# WHAT YOU NEED TO DO
1) Transcribe the passage on rural violence and carbon-offset investment in Brazil between "The Amacro2 region, situated" and "of the biome.", inclusive.
2) Write the next part of the passage on rural violence and carbon-offset investment in Brazil, starting after its final sentence.

Summary
On April 27, a report by the Pastoral Land Commission (Comissão Pastoral da Terra – CPT1) revealed that violence in the rural areas of Brazil has increased, and homicides grew by 100% in 2025. Despite this, the rural and green economies continue to grow and attract investments to different areas of the country.
A primary driver of this investment is the REDD+ (Reducing Emissions from Deforestation and forest Degradation) framework. This UN-backed initiative incentivizes forest protection to mitigate climate change, but it has become a strategic focal point for Oil and Gas (O&G) companies. These firms invest heavily in REDD+ and “Nature-Based Solutions” primarily to secure carbon offsets. These offsets allow them to maintain their core fossil fuel operations while publicly claiming “net-zero” or “carbon-neutral” status.
The Amacro2 region, situated at the triple border between Amazonas, Acre, and Rondônia, has consolidated itself as the newest agricultural frontier of the Amazon, presenting growth in agribusiness activities significantly higher than the average for the rest of the biome.

# GIVEN DATA
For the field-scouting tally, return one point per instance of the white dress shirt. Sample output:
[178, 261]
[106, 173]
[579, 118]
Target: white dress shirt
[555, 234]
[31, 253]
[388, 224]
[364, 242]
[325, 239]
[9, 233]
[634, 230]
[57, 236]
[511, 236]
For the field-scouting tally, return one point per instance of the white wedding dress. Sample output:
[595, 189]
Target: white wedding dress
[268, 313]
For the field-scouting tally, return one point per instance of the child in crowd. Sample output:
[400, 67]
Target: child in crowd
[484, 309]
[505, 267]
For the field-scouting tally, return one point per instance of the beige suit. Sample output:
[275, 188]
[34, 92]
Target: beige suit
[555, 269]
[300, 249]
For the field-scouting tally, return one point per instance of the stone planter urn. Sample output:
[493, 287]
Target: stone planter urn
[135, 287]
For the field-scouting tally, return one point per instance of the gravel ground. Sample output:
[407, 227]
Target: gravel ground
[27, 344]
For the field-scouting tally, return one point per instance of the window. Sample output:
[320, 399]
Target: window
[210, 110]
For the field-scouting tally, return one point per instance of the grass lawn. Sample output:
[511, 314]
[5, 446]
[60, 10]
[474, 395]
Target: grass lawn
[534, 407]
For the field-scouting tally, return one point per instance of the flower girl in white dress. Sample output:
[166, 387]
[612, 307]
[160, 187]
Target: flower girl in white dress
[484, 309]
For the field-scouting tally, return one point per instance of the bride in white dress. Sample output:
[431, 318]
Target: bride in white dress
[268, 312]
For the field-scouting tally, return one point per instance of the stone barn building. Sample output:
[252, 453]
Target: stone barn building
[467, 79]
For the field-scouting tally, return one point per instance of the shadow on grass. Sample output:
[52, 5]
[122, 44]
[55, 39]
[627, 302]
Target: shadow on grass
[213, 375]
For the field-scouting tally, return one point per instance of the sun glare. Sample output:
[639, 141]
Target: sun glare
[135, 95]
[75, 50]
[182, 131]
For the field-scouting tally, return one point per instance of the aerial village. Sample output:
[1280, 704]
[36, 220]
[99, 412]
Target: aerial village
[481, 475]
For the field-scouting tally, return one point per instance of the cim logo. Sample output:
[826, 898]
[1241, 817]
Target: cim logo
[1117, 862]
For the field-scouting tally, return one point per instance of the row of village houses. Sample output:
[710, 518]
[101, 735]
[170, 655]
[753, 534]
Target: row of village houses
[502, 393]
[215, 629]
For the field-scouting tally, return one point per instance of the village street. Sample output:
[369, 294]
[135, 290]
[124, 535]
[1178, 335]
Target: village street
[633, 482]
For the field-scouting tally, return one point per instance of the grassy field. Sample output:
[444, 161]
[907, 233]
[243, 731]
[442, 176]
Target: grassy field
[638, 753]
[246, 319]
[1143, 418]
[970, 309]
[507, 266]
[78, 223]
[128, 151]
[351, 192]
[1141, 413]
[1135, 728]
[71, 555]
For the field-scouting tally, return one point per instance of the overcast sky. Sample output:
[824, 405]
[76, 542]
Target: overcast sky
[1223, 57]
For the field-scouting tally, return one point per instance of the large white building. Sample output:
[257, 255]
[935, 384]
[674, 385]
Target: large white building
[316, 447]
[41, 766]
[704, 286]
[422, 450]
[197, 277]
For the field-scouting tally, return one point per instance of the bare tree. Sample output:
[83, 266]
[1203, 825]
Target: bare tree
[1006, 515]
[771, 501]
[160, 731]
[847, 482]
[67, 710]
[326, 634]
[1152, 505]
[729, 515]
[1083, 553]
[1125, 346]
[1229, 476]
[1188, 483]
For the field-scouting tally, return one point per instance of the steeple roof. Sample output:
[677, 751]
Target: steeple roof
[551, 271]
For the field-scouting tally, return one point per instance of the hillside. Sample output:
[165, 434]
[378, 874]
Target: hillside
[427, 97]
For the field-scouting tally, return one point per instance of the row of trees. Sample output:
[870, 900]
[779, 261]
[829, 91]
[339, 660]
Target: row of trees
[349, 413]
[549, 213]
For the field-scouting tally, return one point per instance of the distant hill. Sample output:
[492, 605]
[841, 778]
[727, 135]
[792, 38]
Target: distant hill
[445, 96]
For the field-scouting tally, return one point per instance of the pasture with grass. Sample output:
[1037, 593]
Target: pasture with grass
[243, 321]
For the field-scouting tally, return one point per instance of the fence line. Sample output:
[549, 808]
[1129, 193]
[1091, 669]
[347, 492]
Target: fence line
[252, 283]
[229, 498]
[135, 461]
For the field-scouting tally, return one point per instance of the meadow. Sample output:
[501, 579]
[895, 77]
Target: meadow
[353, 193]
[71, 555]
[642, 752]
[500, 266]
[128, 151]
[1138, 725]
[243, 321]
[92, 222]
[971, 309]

# EXERCISE RESULTS
1)
The Amacro2 region, situated at the triple border between Amazonas, Acre, and Rondônia, has consolidated itself as the newest agricultural frontier of the Amazon, presenting growth in agribusiness activities significantly higher than the average for the rest of the biome.

2)
However, the region presents a high-risk paradox for ecological investors because its environmental potential as an alternative to deforestation is undercut by severe land-tenure complexity and social volatility. Legal insecurity is driven by a legacy of grilagem (land grabbing) and the exploitation of self-declaratory registries like the Rural Environmental Registry (Cadastro Ambiental Rural – CAR), which may mask illegal holdings. This is compounded by the fact that the region concentrates the majority of land conflicts in the Western Amazon, fueled by the expansion of organized crime and militant peasant movements like the League of Poor Peasants (Liga dos Camponeses Pobres – LCP) that utilize armed surveillance, significantly increasing the risk of violent conflict underlying land occupations. To navigate these threats, ventures must move beyond superficial analysis and adopt rigorous risk management, including exhaustive due diligence of land ownership and counterparties, and constant security monitoring.
Amacro
Amacro is a region in the Brazilian Amazon formed by Amazonas (AM), Acre (AC), and Rondônia (RO). It covers 32 municipalities on the border of these states, with an area of about 454,000 km² and an estimated population of 1.7 million people, according to the Superintendency for the Development of the Amazon (Sudam).
Also known as the Abunã-Madeira Sustainable Development Zone (Zona de Desenvolvimento Sustentável (ZDS) Abunã-Madeira), Amacro stands out as a fast-growing agricultural frontier. It was officially created in 2021 by the federal government and is treated as an “experimental laboratory for agribusiness” with the objective of accelerating the advancement of farming, mining, and large-scale ventures in the Amazon.

The region’s economy revolves around agribusiness, primarily cattle and soy. Between 2003 and 2022, the agricultural area in Amacro doubled to 7.2 million hectares—larger than Ireland—with 13 of the 32 municipalities already having more pasture/crops than forest.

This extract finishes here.